* [Задания]
a. Воспроизведите дословно часть отрывка от «Я не искал ни» до «на меня похожий.» включительно.
b. Какими доводами автор отрывка сопровождает свой ответ на вопрос, огорчает ли его утрата части поэмы «Утверждение»? Ответьте в одном–трех предложениях.

Но закончим с институтом. О своей жизни в нем я помню очень мало конкретного, внешне это была обыкновенная больничная жизнь — с отчужденностью от всего, тоже почти больничной. Но отчужденность эта была обострена тяжелой неизвестностью, напряженным ожиданием решения своей судьбы.

Желающих водили на трудотерапию, в мастерскую, которая помещалась двумя, кажется, этажами ниже. Это вносило некоторое разнообразие в больничный быт. Там под руководством мастера мы занимались переплетным рукоделием — делали блокноты, тетради и тому подобное. Оттуда мы приносили чистую бумагу, которая нам очень была нужна и которой здесь разрешали пользоваться. У всех открылась страсть к календарям, мы их расчерчивали, вставляли дни недели и месяцы — отмечали течение времени, чего-то ждали.

Я там все время писал стихи — это тоже здесь не возбранялось. Просто потом все бумаги поступали к следователю. И все-таки тогдашний Институт имени Сербского я воспринимаю как оазис нормальности в безумной пустыне ГУЛАГа.

Там я продолжил и закончил юношескую поэму «Утверждение», если можно сказать «закончил» о внутренне незавершенном произведении. Поэму эту я писал все годы студенчества и вот, наконец, «нашел время и место» ее закончить. Потом, уже в ссылке, я в целом ее восстановил по памяти, но кое-что и пропало. Огорчает ли это меня? Не знаю. Печатать ее я все равно не собираюсь, а для того чтобы вспомнить о себе тогдашнем — от близости к нему автор не отрекается и теперь, — сохранилось достаточно. В моей внутренней истории поэма занимает значительное место.

Героем, прототипом или поводом этой поэмы был погибший на фронте ифлийский поэт Павел Коган. Но на жизнеописание и даже на воспевание его поэма не претендовала. О чем автор с наивной прямотой и самоуверенностью сообщал в первой же строфе вступления.

Я не искал ни разу тем, Всегда во мне рождалась тема. Он просто оказался тем, Кого ждала моя поэма.

Дальше он прямо говорит о своем сходстве с героем:

Был беспощадный, трудный век, И века этого моложе, Жил беспокойный человек, Во многом на меня похожий.

Но суть замысла проявляется в конце вступления. Говоря о продолжающейся духовной близости его к этому образу, автор отмечает, что это происходит в условиях, когда

………………с грохотом зловещим Прут в дверь по-новому теперь Переосмысленные вещи.

Вот именно с высоты этого переосмысления и рассматривается все в поэме: по-новому — это в сторону приятия еще более неуклонного идеократического этатизма.

* [Исходные данные]
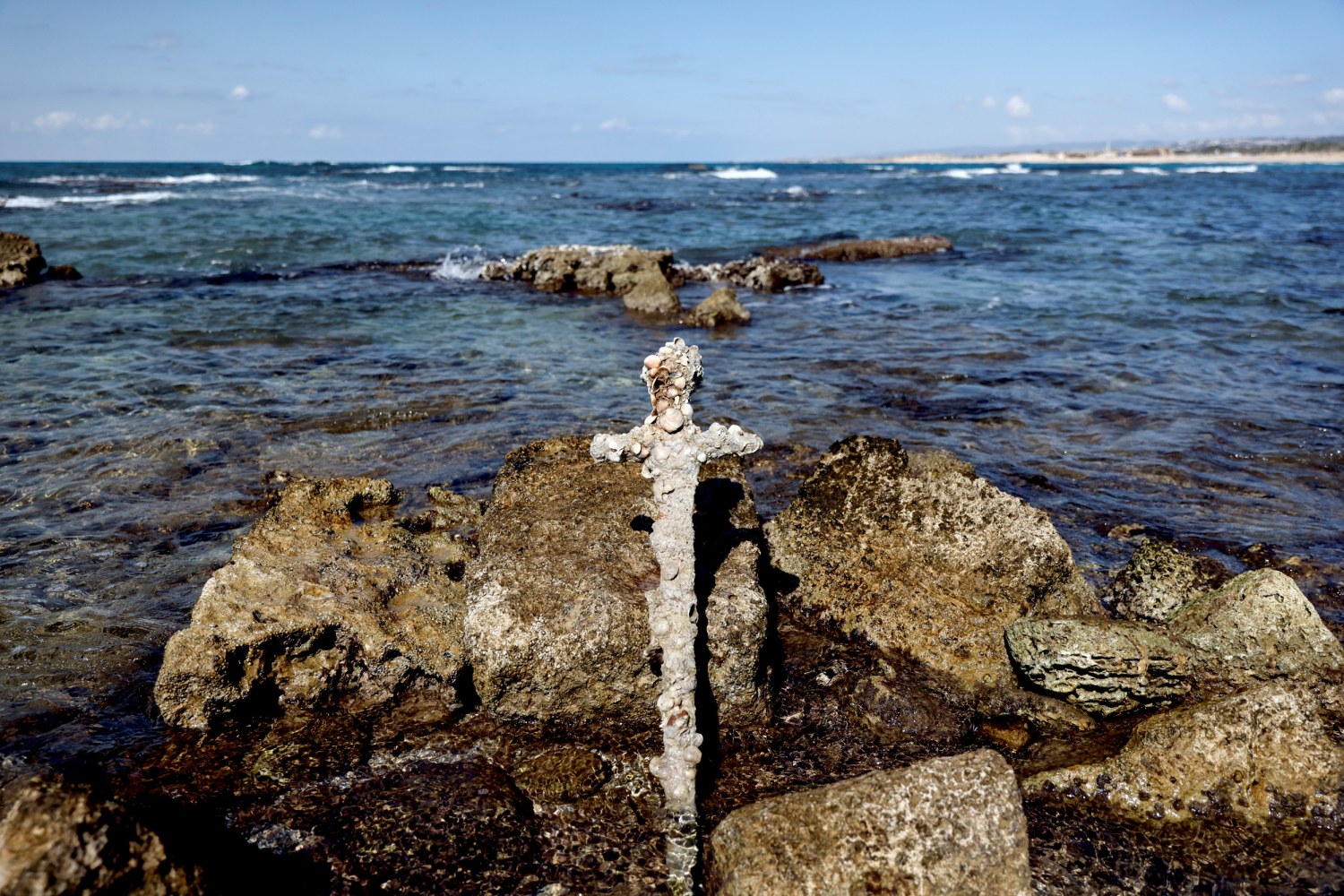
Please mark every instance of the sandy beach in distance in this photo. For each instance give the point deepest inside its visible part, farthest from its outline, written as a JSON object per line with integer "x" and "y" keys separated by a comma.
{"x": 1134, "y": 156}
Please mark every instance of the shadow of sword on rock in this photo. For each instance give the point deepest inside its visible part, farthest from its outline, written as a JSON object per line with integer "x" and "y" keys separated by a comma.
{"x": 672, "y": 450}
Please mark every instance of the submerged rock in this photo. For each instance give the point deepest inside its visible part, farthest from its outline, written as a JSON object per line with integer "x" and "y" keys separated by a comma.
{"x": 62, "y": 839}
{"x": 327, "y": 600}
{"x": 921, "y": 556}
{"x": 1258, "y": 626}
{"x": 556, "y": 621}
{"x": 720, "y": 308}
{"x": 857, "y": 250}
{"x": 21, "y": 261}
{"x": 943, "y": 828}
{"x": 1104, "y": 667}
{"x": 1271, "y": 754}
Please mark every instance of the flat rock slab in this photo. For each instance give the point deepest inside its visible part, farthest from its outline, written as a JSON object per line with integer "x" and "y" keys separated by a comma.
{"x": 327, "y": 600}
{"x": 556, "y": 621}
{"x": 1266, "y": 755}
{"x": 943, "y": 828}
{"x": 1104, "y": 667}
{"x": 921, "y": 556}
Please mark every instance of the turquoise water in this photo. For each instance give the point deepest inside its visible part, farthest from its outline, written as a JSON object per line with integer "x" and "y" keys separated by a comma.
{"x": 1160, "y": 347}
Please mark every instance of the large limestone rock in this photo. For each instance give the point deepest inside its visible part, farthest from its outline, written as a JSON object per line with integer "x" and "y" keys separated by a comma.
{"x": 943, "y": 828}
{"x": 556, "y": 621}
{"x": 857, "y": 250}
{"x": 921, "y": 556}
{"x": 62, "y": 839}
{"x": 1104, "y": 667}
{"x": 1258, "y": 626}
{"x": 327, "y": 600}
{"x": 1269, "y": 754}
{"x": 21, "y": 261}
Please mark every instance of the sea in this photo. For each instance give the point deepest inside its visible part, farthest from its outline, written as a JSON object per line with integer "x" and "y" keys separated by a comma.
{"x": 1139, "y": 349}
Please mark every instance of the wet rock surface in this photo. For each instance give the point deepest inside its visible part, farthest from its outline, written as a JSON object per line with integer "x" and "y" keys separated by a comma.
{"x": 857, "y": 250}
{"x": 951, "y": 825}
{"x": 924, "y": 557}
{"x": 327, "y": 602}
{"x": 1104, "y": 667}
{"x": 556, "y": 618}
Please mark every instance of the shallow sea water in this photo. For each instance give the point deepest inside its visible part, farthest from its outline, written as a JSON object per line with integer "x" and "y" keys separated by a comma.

==

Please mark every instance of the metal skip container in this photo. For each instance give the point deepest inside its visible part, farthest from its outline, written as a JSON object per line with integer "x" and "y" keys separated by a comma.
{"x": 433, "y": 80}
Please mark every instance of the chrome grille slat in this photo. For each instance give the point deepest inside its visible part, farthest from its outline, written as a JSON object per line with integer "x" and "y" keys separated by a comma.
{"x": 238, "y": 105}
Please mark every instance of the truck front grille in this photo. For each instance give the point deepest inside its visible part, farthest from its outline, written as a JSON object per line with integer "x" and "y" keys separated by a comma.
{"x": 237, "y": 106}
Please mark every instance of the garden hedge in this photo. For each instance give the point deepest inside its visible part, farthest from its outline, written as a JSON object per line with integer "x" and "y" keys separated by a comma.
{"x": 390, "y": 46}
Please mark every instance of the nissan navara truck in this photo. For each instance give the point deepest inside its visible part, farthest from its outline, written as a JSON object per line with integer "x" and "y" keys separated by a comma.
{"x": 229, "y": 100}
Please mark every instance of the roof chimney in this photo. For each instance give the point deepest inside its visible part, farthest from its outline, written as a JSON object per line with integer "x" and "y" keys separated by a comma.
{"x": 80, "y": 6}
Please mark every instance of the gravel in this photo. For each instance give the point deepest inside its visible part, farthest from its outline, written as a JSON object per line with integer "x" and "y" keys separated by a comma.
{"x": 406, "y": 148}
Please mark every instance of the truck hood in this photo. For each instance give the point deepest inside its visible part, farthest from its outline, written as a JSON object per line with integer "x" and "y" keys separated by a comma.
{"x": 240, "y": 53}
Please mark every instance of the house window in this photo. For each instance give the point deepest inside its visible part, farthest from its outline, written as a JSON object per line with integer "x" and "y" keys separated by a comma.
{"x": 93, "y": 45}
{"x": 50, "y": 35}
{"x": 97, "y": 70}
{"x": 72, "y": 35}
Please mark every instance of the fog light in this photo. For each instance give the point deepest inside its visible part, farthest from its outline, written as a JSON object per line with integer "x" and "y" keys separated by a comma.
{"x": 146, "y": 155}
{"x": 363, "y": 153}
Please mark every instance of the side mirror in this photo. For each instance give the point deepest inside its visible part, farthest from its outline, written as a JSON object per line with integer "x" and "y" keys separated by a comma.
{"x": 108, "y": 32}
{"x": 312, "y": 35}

---

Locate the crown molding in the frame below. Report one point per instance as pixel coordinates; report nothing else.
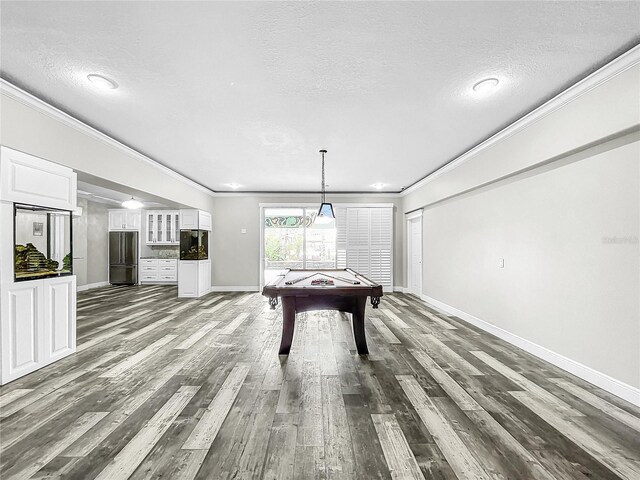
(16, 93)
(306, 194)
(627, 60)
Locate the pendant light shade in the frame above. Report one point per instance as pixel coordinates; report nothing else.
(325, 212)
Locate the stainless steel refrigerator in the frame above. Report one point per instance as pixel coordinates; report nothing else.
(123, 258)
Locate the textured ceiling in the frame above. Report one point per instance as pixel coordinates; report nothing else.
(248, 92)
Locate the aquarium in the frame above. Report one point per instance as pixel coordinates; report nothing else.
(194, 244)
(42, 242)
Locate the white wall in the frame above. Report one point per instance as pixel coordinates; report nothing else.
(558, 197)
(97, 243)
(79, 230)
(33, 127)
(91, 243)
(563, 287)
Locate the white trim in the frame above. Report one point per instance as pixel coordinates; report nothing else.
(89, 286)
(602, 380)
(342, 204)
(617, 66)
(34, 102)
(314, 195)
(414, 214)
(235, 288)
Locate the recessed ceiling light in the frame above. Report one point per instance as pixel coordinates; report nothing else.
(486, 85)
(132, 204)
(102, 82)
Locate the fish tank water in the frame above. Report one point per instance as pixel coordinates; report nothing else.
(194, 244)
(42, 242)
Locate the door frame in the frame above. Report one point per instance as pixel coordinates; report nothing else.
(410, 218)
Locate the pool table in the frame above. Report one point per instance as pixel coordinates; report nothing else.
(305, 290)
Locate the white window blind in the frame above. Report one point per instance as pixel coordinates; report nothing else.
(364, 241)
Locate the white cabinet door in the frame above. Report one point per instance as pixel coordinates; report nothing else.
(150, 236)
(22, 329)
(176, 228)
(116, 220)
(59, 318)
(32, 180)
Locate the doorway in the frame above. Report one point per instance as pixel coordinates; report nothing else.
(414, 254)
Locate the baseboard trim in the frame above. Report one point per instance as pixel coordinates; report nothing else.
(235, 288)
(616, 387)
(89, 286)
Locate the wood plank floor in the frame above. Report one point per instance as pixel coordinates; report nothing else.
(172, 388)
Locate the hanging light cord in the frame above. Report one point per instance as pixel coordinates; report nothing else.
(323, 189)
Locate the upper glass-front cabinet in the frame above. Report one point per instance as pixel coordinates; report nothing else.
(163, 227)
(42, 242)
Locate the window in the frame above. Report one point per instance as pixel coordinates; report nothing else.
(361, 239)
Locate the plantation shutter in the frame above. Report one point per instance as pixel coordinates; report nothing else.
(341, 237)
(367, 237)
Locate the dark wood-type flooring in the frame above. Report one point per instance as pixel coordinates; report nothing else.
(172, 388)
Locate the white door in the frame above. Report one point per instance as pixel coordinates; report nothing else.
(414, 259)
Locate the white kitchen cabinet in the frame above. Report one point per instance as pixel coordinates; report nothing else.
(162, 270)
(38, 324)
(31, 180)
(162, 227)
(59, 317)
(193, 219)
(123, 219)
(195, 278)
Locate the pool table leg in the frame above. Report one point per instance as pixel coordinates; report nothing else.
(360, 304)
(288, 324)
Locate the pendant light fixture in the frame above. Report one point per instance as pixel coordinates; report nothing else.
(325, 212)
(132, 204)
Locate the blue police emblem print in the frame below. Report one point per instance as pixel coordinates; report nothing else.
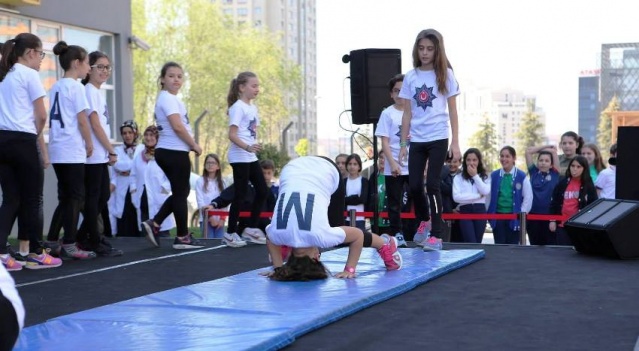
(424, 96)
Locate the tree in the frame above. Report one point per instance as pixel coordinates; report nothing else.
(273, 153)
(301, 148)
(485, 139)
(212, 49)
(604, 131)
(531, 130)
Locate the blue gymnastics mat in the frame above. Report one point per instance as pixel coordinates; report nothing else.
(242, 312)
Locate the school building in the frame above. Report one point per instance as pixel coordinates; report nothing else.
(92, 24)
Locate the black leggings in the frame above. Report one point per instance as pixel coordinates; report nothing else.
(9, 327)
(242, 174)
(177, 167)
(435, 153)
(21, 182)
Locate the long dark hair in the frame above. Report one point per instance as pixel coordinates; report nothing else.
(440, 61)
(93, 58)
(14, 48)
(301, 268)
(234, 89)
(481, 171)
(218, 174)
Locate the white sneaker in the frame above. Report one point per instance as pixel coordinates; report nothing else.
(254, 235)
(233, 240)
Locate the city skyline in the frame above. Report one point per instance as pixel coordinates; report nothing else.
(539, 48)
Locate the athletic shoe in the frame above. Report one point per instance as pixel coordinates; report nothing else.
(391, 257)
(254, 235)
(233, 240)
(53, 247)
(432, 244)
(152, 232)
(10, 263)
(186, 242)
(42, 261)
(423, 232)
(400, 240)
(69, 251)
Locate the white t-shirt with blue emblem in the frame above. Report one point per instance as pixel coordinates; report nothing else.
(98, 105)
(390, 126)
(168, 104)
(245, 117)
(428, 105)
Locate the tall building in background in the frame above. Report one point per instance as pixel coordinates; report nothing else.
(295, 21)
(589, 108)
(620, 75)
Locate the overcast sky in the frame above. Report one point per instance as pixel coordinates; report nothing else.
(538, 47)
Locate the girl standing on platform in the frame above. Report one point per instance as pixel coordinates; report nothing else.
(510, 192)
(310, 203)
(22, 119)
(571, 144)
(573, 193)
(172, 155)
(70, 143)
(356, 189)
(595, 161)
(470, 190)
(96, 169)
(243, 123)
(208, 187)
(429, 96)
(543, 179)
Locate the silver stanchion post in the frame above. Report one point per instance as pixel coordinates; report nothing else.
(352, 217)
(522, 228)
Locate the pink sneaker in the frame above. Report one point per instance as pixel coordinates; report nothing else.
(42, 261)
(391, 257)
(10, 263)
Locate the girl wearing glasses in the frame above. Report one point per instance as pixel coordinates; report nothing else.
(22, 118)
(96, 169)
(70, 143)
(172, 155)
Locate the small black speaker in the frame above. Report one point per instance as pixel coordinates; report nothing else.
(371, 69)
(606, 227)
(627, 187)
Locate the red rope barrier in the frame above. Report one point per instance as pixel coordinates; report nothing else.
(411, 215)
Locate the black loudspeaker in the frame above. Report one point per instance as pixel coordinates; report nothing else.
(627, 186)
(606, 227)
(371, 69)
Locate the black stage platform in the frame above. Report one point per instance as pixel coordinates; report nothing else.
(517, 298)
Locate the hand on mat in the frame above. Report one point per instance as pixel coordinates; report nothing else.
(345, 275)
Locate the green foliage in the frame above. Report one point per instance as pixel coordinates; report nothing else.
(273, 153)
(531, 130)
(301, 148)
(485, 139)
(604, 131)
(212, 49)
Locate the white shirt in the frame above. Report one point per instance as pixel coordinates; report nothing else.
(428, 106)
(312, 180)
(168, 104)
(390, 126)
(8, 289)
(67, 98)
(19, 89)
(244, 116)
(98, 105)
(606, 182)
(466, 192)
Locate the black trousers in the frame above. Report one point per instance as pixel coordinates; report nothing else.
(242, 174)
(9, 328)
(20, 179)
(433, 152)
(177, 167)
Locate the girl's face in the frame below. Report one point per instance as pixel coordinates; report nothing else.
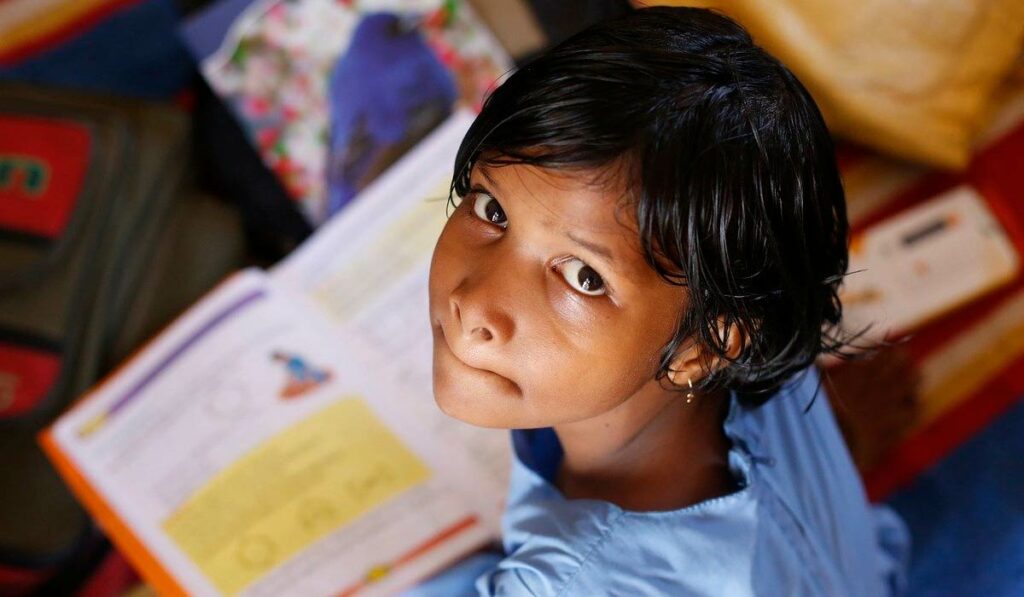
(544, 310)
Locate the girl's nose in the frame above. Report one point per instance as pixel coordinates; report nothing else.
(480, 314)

* [Выполненное задание]
a.
Я не искал ни разу тем, Всегда во мне рождалась тема. Он просто оказался тем, Кого ждала моя поэма.

Дальше он прямо говорит о своем сходстве с героем:

Был беспощадный, трудный век, И века этого моложе, Жил беспокойный человек, Во многом на меня похожий.

b. Автор все равно не собирается печатать эту поэму. Того, что сохранилось после восстановления по памяти, достаточно, чтобы вспомнить о себе тогдашнем.